▶ [提示文]:
○ ○ ○ ○ ○
凄く多ければ、数釣りには非常に楽しみなシーズンが予想出来ますし、逆に少ない様だと戦略や釣行のタイミングによっては上級者すらやらかしてしまう気難しいシーズンが予想されます。
直近3シーズンの状況と釣り方を振り返る
2019年秋~2020年の年明けまでと、昨年2020年秋~2021年の年明けまでの2シーズンを総括すると、双方共にカワハギの絶対量が少なめで、その影響から各ポイントでのカワハギの密度は低い状態にあったと思います。
そして、密度が低い状況では、私の大好きな手感度の釣りが成立し難くなりました。
2021年秋からは比較的密度が高めで推移し、手感度の釣りを楽しみやすいシーズンとなり、O.F.Fの看板でありシリーズ名の元となった『カワハギ斬-ZAN!! TypeHH』の強力な手感度を生かした釣りを展開出来る機会が多くなったのでした。
年によってこれだけ状況に差が生まれるのは自然相手の釣りならでは。
状況が違えば釣り方が変わり、それに適したロッドをチョイスしてアジャストしていく楽しさが生まれる。
○ ○ ○ ○ ○
▶ [作業指示]:
[a] カワハギの釣りシーズンについての提示文から、「凄く多ければ、数釣りには非常」を含む語句で始まり「年によってこれだけ状況に差が生まれるのは自然相手の釣りならでは。」で終わる部分をそのまま書き出せ。
[b] カワハギの釣りシーズンについての提示文によると、2019年秋からの2シーズンで手感度の釣りが成立しにくくなったのはなぜか。1〜3文で説明せよ。
○ ○ ○ ○ ○
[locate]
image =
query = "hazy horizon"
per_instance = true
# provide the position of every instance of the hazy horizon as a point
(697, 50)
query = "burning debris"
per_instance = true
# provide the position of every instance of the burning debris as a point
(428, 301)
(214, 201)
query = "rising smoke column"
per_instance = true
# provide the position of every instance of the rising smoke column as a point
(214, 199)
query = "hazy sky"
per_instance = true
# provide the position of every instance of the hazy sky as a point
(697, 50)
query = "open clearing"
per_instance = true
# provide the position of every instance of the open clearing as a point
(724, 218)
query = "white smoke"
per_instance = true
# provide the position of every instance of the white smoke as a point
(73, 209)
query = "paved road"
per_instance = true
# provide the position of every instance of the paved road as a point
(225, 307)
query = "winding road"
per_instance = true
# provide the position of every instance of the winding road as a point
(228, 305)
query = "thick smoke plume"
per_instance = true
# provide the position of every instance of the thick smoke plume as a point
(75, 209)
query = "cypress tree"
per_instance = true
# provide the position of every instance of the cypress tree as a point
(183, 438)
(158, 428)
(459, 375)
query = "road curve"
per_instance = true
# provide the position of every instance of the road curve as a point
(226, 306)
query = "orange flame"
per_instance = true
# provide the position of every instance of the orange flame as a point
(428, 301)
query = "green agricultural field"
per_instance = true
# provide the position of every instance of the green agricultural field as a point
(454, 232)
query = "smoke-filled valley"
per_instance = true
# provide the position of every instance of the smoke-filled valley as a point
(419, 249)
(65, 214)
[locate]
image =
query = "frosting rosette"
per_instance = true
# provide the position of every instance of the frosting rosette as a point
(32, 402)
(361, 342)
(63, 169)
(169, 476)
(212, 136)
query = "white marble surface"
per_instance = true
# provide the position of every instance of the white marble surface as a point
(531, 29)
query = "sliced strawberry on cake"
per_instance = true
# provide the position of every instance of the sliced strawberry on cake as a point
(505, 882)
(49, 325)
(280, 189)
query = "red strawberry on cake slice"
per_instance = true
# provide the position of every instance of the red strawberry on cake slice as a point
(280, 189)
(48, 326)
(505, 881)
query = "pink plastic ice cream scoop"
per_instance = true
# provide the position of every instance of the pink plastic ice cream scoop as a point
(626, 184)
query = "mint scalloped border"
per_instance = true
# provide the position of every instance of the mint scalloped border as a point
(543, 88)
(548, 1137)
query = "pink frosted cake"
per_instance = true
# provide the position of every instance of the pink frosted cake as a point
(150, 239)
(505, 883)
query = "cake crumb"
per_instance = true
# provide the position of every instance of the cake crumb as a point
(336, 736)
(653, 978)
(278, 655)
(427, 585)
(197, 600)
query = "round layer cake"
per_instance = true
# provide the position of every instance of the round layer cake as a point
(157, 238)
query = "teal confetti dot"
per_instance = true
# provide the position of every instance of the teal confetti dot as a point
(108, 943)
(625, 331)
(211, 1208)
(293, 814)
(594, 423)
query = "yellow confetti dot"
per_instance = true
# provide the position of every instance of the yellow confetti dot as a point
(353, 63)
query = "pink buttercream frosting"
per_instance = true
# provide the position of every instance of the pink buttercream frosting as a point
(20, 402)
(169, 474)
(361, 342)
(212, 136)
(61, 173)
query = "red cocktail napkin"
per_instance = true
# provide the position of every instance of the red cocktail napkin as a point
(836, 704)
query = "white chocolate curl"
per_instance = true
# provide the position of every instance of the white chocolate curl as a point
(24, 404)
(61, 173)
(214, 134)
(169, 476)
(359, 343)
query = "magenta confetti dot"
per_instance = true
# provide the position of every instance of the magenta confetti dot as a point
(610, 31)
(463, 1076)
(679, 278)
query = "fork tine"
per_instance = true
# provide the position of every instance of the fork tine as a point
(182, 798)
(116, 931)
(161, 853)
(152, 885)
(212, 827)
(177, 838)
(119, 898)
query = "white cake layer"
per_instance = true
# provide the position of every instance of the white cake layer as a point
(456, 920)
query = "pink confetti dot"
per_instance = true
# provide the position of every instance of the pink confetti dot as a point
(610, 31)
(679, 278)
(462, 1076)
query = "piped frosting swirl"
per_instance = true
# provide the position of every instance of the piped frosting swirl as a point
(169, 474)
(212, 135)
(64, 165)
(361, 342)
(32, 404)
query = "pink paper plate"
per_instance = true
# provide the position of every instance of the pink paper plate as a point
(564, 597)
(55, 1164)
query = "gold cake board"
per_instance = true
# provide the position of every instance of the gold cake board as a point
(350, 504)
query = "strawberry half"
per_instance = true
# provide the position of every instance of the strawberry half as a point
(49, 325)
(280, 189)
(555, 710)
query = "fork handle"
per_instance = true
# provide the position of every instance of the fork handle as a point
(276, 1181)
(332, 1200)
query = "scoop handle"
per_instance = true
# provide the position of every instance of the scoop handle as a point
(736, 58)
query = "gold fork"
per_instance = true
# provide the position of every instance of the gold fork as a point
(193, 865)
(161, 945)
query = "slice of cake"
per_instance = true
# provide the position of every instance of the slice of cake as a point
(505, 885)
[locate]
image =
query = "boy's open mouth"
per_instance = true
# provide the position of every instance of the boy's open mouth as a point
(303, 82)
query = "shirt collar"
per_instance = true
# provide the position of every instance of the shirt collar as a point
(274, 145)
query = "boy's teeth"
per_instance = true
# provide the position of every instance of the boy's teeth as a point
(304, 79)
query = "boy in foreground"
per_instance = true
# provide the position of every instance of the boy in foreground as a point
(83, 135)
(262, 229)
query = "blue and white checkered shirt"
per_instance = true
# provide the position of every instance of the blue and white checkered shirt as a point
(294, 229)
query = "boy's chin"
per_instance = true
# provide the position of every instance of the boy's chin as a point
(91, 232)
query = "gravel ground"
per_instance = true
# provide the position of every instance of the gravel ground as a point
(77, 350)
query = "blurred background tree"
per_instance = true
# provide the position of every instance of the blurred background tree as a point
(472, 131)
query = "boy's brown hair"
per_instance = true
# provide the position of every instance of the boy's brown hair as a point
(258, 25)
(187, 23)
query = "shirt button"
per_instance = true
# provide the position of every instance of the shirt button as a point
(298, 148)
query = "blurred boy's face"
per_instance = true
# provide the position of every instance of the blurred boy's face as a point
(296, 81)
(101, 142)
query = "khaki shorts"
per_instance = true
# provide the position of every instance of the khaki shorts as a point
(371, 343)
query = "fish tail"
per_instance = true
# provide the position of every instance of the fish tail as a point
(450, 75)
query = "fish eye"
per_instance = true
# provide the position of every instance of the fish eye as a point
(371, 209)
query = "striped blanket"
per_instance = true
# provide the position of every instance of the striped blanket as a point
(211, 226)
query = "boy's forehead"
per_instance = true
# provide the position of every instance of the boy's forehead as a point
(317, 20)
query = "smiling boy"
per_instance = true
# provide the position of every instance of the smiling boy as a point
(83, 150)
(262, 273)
○ ○ ○ ○ ○
▶ [解答]:
[a]
凄く多ければ、数釣りには非常に楽しみなシーズンが予想出来ますし、逆に少ない様だと戦略や釣行のタイミングによっては上級者すらやらかしてしまう気難しいシーズンが予想されます。
直近3シーズンの状況と釣り方を振り返る
2019年秋~2020年の年明けまでと、昨年2020年秋~2021年の年明けまでの2シーズンを総括すると、双方共にカワハギの絶対量が少なめで、その影響から各ポイントでのカワハギの密度は低い状態にあったと思います。
そして、密度が低い状況では、私の大好きな手感度の釣りが成立し難くなりました。
2021年秋からは比較的密度が高めで推移し、手感度の釣りを楽しみやすいシーズンとなり、O.F.Fの看板でありシリーズ名の元となった『カワハギ斬-ZAN!! TypeHH』の強力な手感度を生かした釣りを展開出来る機会が多くなったのでした。
年によってこれだけ状況に差が生まれるのは自然相手の釣りならでは。

[b] 2019年秋~2020年の年明けと2020年秋~2021年の年明けの2シーズンは、どちらもカワハギの絶対量が少なめだった。その影響で各ポイントでのカワハギの密度が低く、密度が低い状況では手感度の釣りが成立しにくくなったからだ。